» **Directive**
Please list every person quoted in the article on small and mid-cap funds below, along with the title and organization the article gives for each.

» **Extract**
Small and mid-cap funds have been the preferred choice of many when it comes to mutual fund investing. By the end of CY2017, returns in excess of 30 percent ensure top of the returns-chart placement for these funds which in turn ensured sustained inflows from investors, especially first timers. No wonder some of them have loaded up their portfolios with small and mid-cap funds to the hilt.
Here are three parameters that indicate that you have gone overboard with the small and mid-cap funds and some expert advice on how to handle the situation.
You have invested more than 30 percent of your money in small and mid-cap funds
“Sometimes investors get influenced by the short-term performance and load up a particular type of scheme in their portfolios and sometimes market movements change the portfolio mix,” says Nishant Agarwal, Managing Partner & Head – Family Office, ASK Wealth Advisors. As mid cap funds offered much higher returns than the large cap funds the weight of mid and small cap funds rose against the weight of large cap funds. In CY2017 large cap funds as a category delivered 30% returns, whereas mid cap funds on an average delivered 43% returns.
The relative outperformance has attracted many novice investors to the mid and small cap funds. But it is followed by increased anxiety in investors’ minds. Agrawal recommends limiting the exposure to mid and small-cap funds to 30 percent of the total corpus.
One should do his risk profiling before investing in equity mutual funds. “An aggressive investor should allocate 70% of his money in equity and rest to debt. Out of his equity exposure maximum 20% can be invested in mid and small cap funds,” says Renu Pothen, head of research, fundsupermart.com.
So put it straight, if you have more than 30% of your money in mid and small cap oriented mutual funds and you are worried about your portfolio, it is time to review your portfolio.
You have invested short term money in small and mid-cap fund
By now, you must have realised that it is a dangerous idea to fund any short term goal with investments in volatile investment avenues such as equity funds. “If you are keen to invest in small and mid-cap funds you should ideally have a time frame of around 10 years,” says Tanwir Alam, founder and CEO of Fincart.com.

» **Provided data**
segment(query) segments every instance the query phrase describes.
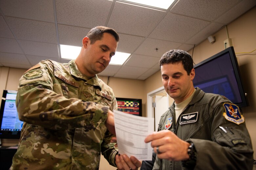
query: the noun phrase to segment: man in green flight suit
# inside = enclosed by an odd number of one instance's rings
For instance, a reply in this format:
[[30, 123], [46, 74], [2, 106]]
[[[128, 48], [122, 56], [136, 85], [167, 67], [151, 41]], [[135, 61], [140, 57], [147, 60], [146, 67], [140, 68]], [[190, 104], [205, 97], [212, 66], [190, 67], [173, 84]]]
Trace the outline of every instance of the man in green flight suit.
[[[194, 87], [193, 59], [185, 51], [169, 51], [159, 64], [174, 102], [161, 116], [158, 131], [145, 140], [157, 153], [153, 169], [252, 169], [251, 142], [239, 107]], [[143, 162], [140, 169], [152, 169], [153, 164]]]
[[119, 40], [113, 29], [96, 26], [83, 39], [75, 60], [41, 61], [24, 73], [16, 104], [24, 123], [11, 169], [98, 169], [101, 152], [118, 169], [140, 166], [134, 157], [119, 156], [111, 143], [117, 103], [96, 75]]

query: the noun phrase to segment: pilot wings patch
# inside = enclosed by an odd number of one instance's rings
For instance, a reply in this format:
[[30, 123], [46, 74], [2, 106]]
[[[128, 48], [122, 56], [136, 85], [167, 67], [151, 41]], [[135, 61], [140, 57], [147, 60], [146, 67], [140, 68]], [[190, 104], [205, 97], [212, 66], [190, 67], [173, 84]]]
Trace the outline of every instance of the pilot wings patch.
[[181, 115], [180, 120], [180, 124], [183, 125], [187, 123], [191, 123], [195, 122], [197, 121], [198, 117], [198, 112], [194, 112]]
--
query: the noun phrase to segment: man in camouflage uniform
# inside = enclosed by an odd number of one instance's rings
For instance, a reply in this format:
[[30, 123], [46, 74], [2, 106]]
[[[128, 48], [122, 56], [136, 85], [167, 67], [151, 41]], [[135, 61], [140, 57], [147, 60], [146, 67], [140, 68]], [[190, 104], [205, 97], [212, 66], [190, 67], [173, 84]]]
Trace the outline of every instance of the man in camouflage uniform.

» **Complete response**
- Nishant Agarwal, Managing Partner & Head – Family Office, ASK Wealth Advisors
- Renu Pothen, head of research, fundsupermart.com
- Tanwir Alam, founder and CEO of Fincart.com